++++ FRAGMENT DO PRZECZYTANIA

Kupując nowe śmigłowce, wojsko kierowało się wymaganymi zdolnościami; wymagania dotyczące zasięgu i ładowności nie były zmieniane - powiedział w piątek szef Sztabu Generalnego Wojska Polskiego gen. Mieczysław Gocuł.
Zaznaczył, że termin dostaw - od roku 2017 - był istotny, ponieważ w roku 2019 zacznie się wycofywanie najbardziej wyeksploatowanych z obecnie używanych śmigłowców, a wprowadzenie nowego sprzętu wymaga szkoleń załóg i służb naziemnych oraz przygotowania infrastruktury.
Bojowe śmigłowce Mi-24 będą eksploatowane do 2019, transportowe Mi-8 do 2021, Mi-17 do 2031; od 2019 r. będzie też ubywać śmigłowców morskich.
W pierwszej kolejności nowe maszyny mają otrzymać wojska specjalne (używane przez nie Mi-17 nie w pełni odpowiadają specyficznym wymaganiom). Pierwsi piloci mają być szkoleni do poziomu instruktorskiego u producenta.
Szef SGWP podkreślił, że w trakcie przetargu nie były zmieniane wymagania dotyczące promienia działania, zasięgu ani ładowności śmigłowców.
W zależności od wersji wojsko zażądało np., by śmigłowce były zdolne transportować 16 w pełni wyposażonych żołnierzy wraz z załogą (wersja transportowa wojsk lądowych) lub 12 żołnierzy (wojska specjalne). Inne były wymagania dotyczące wersji zwalczania okrętów podwodnych lub ewakuacji medycznej. Pod względem uzbrojenia wymogi dotyczyły m.in. karabinów kal. 7,62 i 12,7 mm, działek 20 mm.
Płk Adam Duda z Inspektoratu Uzbrojenia zaznaczył, że oceniano tylko jedną ofertę, ponieważ dwie pozostałe nie spełniły warunków formalnych - terminu dostaw i uzbrojenia pokładowego. Pozostali oferenci "nie zostali wykluczeni ze względu na niespełnienie warunków technicznych, ich ofert nie przyjęto z powodu niespełnienia wymagań formalnych" - przypomniał.

++++++++
++++ DOSTARCZONE MATERIAŁY

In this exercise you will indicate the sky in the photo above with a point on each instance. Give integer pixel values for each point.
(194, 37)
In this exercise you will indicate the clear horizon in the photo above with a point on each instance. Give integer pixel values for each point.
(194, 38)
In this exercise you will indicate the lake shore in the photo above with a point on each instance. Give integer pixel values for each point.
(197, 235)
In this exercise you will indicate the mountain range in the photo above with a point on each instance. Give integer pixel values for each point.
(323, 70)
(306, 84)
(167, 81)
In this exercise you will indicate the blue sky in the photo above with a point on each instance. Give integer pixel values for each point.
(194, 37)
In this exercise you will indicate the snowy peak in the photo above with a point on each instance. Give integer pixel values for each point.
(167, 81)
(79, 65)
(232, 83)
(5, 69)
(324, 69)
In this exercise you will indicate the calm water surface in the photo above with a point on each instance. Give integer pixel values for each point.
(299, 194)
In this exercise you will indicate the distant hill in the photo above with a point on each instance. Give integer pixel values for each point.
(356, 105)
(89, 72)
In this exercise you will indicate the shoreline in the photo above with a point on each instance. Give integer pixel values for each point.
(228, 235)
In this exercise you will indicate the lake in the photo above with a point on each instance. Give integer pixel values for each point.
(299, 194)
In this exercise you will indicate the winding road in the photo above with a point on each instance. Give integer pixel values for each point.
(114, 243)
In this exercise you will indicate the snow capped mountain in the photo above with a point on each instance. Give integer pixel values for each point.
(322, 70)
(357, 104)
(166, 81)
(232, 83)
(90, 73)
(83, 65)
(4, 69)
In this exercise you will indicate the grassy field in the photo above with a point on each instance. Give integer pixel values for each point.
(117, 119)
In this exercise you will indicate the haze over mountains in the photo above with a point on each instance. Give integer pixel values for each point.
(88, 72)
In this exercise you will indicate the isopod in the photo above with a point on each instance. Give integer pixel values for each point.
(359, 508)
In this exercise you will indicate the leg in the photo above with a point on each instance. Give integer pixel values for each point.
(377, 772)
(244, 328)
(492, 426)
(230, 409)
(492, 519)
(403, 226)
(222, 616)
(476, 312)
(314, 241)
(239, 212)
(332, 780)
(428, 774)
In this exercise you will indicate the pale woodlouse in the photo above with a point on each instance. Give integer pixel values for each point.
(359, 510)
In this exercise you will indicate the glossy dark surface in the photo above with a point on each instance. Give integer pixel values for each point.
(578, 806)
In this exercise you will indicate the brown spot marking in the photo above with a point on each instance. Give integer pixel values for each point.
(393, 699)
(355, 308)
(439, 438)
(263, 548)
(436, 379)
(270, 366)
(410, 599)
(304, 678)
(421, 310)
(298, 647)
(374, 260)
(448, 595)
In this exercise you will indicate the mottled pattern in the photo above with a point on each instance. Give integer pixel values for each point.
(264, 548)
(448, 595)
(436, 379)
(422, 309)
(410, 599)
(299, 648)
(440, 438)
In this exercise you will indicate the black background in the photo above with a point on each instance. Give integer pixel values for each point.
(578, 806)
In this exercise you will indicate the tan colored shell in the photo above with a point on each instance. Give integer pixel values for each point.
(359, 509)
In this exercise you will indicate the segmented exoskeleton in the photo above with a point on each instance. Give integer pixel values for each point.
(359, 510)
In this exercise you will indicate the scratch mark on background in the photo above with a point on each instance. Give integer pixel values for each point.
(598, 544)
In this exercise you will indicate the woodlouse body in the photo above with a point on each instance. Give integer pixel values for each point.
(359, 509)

++++++++

CELE =
1. Powtórz dokładnie fragment tekstu o śmigłowcach, który zaczyna się od słów „Zaznaczył, że termin”, a kończy na „instruktorskiego u producenta.”.
2. Odpowiedz krótko na pytania do tekstu o śmigłowcach:
(a) Do którego roku będą eksploatowane śmigłowce Mi-17?
(b) Które wojska mają jako pierwsze otrzymać nowe maszyny?
(c) Ilu w pełni wyposażonych żołnierzy miała przewozić wraz z załogą wersja transportowa wojsk lądowych?
Rekordy nie mają tu żadnego znaczenia.

ODPOWIEDZI DO ĆWICZEŃ =
1.
Zaznaczył, że termin dostaw - od roku 2017 - był istotny, ponieważ w roku 2019 zacznie się wycofywanie najbardziej wyeksploatowanych z obecnie używanych śmigłowców, a wprowadzenie nowego sprzętu wymaga szkoleń załóg i służb naziemnych oraz przygotowania infrastruktury.
Bojowe śmigłowce Mi-24 będą eksploatowane do 2019, transportowe Mi-8 do 2021, Mi-17 do 2031; od 2019 r. będzie też ubywać śmigłowców morskich.
W pierwszej kolejności nowe maszyny mają otrzymać wojska specjalne (używane przez nie Mi-17 nie w pełni odpowiadają specyficznym wymaganiom). Pierwsi piloci mają być szkoleni do poziomu instruktorskiego u producenta.

2.
(a) Do 2031 roku.
(b) Wojska specjalne.
(c) 16 żołnierzy.